## Problem description
Write out the part of the Saeed Khan interview starting with "Q&A: Saeed Khan" and going on through "and Asian Studies.", word for word.

## Exercise passage

====================

Q&A: Saeed Khan on why Paris, Brussels get more attention than Baghdad

Many countries have seen extremist attacks in recent weeks, including in Bangladesh, Afghanistan, three coordinated attacks in Saudia Arabia, and most recently, in Baghdad where 250 people were killed
Saeed Khan is an expert on Islamic and Middle Eastern history at Wayne State University.

In recent weeks, many countries have been attacked by extremists. Targeted countries include Bangladesh, Afghanistan, three coordinated attacks in Saudia Arabia, and most recently, Iraq, where, in Baghdad, 250 people were killed.

But, why does it seem similar attacks in certain parts of the world, like Paris or Brussels, get more media attention?

To find out, CBC News spoke with Saeed Khan, a professor at Wayne State University's Department of Near East and Asian Studies.

What informs how much attention we give to certain attacks over others? 

Unfortunately, there is this conceit that it is just a normal practice when it comes to this level of violence — people are acclimated to it. Or even worse, it might be part of their DNA, whereas in places like Paris, which are always seen to be these bastions of high culture and civility, these things simply don't happen and if they do, it's because of a foreign presence. 

How does media play into it? 

There are entire continents that tend to be ignored, dismissed and neglected, like things that happen in Africa, in South America. So, we find it provides a rather warped lens of what's happening in the world. Then, when the things happen at home, we are offered a narrative that often does not have the complete context, does not have the adequate scope and context to understand exactly what's happening. 

How do we change the conversation? 

There needs to be a broader public debate. There needs to be acknowledgement of conscious or unconscious biases, as well as having a greater sense of intellectual curiosity. If there's something happening in a part of the world they can't pronounce, there needs to be a greater sense of awareness of the world around us. Names that, before, meant nothing to people, become second nature.

====================

## Data shown
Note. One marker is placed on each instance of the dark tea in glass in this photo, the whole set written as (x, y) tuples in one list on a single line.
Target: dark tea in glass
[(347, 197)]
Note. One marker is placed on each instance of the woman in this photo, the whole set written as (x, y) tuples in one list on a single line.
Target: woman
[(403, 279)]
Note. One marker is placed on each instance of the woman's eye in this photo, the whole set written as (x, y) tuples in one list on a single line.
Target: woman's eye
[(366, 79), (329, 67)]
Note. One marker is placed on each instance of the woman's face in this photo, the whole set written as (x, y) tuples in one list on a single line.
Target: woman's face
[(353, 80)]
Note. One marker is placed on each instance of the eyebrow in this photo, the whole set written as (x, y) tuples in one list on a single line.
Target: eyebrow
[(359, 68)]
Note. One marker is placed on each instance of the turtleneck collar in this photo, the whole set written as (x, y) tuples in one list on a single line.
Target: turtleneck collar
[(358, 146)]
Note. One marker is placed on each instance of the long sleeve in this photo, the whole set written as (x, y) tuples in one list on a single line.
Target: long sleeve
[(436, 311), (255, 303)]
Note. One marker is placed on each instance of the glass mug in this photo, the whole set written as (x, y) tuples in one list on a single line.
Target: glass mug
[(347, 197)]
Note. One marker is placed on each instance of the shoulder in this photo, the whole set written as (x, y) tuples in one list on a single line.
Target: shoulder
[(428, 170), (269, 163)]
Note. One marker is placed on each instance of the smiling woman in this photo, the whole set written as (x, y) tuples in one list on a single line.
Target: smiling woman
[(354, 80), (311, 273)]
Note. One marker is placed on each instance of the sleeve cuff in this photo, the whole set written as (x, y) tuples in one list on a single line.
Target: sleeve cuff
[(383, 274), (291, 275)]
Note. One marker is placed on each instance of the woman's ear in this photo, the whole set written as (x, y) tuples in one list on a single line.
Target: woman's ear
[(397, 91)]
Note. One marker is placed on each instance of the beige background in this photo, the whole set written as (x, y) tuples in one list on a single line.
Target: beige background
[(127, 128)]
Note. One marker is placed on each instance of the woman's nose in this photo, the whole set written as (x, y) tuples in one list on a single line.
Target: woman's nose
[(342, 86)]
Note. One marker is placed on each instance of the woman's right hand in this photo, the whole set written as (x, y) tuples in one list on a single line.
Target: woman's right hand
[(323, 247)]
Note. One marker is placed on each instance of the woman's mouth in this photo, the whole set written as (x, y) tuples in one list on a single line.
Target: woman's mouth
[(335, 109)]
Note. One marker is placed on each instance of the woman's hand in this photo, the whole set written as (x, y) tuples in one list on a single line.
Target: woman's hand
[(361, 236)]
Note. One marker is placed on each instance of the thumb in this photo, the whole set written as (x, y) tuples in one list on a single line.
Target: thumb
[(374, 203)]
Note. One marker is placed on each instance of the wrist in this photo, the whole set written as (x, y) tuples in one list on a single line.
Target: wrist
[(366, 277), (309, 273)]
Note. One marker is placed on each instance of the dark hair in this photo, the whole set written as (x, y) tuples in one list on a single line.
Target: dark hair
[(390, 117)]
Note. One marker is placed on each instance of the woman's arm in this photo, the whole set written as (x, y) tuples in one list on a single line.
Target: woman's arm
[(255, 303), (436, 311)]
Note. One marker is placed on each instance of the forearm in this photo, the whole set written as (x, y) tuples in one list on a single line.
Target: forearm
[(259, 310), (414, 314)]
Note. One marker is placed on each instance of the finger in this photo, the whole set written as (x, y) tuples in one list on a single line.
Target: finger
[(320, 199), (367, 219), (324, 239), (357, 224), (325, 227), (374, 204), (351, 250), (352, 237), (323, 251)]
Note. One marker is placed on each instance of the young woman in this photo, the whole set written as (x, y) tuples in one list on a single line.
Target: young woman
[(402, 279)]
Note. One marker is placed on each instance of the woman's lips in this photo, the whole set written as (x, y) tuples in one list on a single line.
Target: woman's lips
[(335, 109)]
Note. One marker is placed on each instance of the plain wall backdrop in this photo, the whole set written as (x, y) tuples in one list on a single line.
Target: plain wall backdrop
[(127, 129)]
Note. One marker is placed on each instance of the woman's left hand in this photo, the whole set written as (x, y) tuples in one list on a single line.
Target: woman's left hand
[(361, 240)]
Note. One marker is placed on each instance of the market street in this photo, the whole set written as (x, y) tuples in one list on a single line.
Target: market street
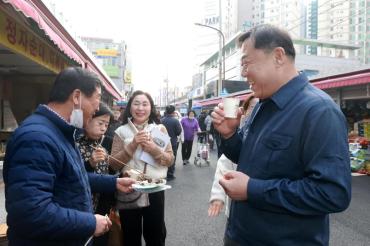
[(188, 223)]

====================

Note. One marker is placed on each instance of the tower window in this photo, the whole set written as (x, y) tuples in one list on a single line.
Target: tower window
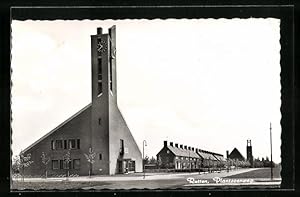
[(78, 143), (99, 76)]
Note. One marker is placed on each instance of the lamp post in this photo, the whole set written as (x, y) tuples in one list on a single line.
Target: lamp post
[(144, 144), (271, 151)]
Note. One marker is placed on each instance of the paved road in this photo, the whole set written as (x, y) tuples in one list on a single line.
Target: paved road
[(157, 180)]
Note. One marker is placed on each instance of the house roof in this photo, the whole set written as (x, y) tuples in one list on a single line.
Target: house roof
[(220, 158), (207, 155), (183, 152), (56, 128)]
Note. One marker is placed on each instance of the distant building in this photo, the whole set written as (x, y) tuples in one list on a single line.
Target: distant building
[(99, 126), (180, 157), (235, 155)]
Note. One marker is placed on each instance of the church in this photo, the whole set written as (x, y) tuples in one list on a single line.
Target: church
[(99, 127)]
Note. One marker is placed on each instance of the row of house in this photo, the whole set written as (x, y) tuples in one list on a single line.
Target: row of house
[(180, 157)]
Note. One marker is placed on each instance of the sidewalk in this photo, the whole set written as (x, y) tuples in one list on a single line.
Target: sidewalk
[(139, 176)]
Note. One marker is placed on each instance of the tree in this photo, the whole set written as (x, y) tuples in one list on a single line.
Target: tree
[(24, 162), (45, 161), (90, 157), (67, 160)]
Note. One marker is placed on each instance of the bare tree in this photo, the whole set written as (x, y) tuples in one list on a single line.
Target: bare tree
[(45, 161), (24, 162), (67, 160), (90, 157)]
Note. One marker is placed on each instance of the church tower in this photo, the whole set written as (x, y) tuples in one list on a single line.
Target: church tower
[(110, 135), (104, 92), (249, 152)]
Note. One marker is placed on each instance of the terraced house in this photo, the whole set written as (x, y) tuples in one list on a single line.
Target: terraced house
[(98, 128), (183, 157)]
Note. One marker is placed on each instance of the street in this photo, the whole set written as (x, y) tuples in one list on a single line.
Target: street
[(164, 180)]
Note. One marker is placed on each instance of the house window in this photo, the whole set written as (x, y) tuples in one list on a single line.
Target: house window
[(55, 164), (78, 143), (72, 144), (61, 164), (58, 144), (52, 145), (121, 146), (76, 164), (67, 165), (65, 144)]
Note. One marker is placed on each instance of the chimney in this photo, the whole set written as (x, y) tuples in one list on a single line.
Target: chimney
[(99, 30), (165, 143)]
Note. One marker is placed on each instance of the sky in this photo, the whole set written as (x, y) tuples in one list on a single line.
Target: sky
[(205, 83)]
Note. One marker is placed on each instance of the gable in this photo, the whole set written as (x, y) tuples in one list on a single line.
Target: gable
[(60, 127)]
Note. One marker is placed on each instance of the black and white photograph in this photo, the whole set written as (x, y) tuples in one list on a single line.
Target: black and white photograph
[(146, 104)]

====================

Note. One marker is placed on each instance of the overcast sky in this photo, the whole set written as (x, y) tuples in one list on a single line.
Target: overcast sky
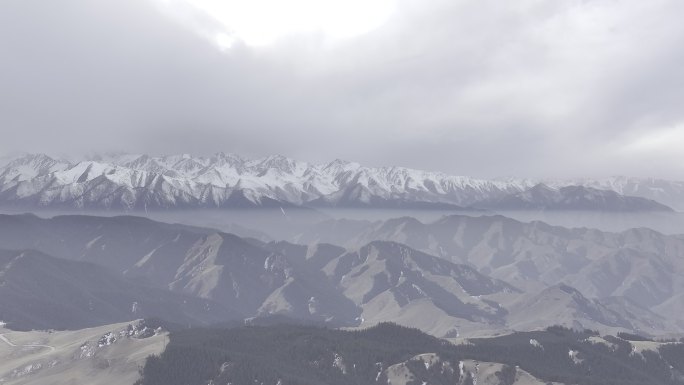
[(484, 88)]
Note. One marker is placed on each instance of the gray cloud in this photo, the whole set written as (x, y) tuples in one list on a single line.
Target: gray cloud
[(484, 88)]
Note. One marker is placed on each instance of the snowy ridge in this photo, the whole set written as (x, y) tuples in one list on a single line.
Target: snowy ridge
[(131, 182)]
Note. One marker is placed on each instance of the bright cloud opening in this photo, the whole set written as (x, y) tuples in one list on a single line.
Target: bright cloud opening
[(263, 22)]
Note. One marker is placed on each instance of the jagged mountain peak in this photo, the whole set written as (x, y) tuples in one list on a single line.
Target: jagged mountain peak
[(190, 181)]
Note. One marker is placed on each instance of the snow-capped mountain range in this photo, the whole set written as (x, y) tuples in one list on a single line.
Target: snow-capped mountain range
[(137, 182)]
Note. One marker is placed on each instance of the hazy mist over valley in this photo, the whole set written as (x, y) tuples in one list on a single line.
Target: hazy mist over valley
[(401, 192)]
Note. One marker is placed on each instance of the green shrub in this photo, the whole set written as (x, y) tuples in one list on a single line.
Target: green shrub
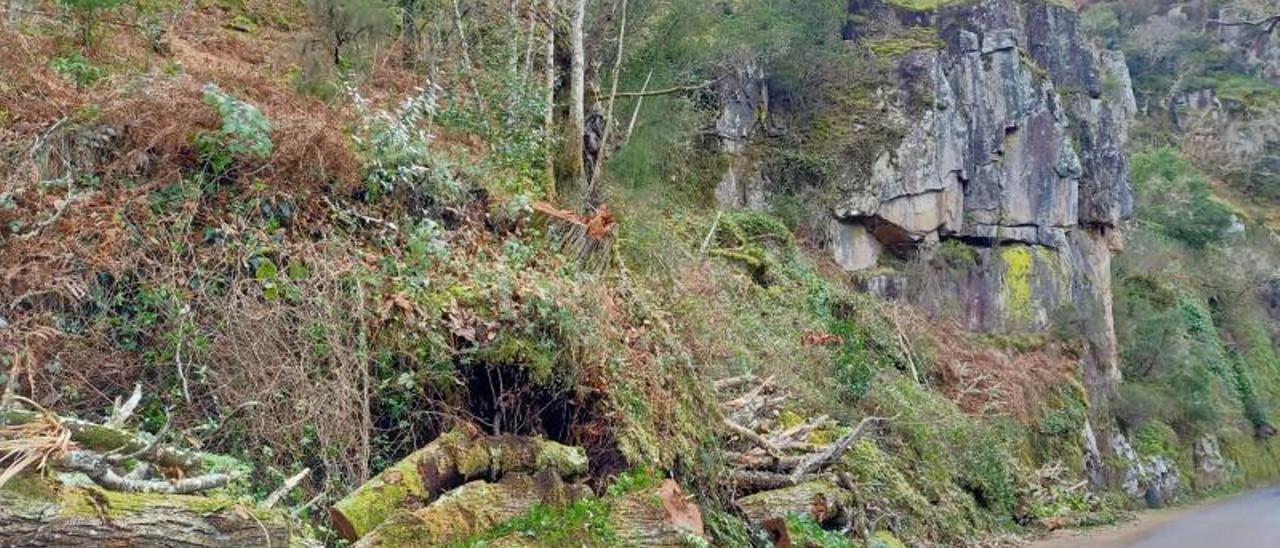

====================

## Written response
Q&A: Saeed Khan on why Paris, Brussels get more attention than Baghdad

Many countries have seen extremist attacks in recent weeks, including in Bangladesh, Afghanistan, three coordinated attacks in Saudia Arabia, and most recently, in Baghdad where 250 people were killed
Saeed Khan is an expert on Islamic and Middle Eastern history at Wayne State University.

In recent weeks, many countries have been attacked by extremists. Targeted countries include Bangladesh, Afghanistan, three coordinated attacks in Saudia Arabia, and most recently, Iraq, where, in Baghdad, 250 people were killed.

But, why does it seem similar attacks in certain parts of the world, like Paris or Brussels, get more media attention?

To find out, CBC News spoke with Saeed Khan, a professor at Wayne State University's Department of Near East and Asian Studies.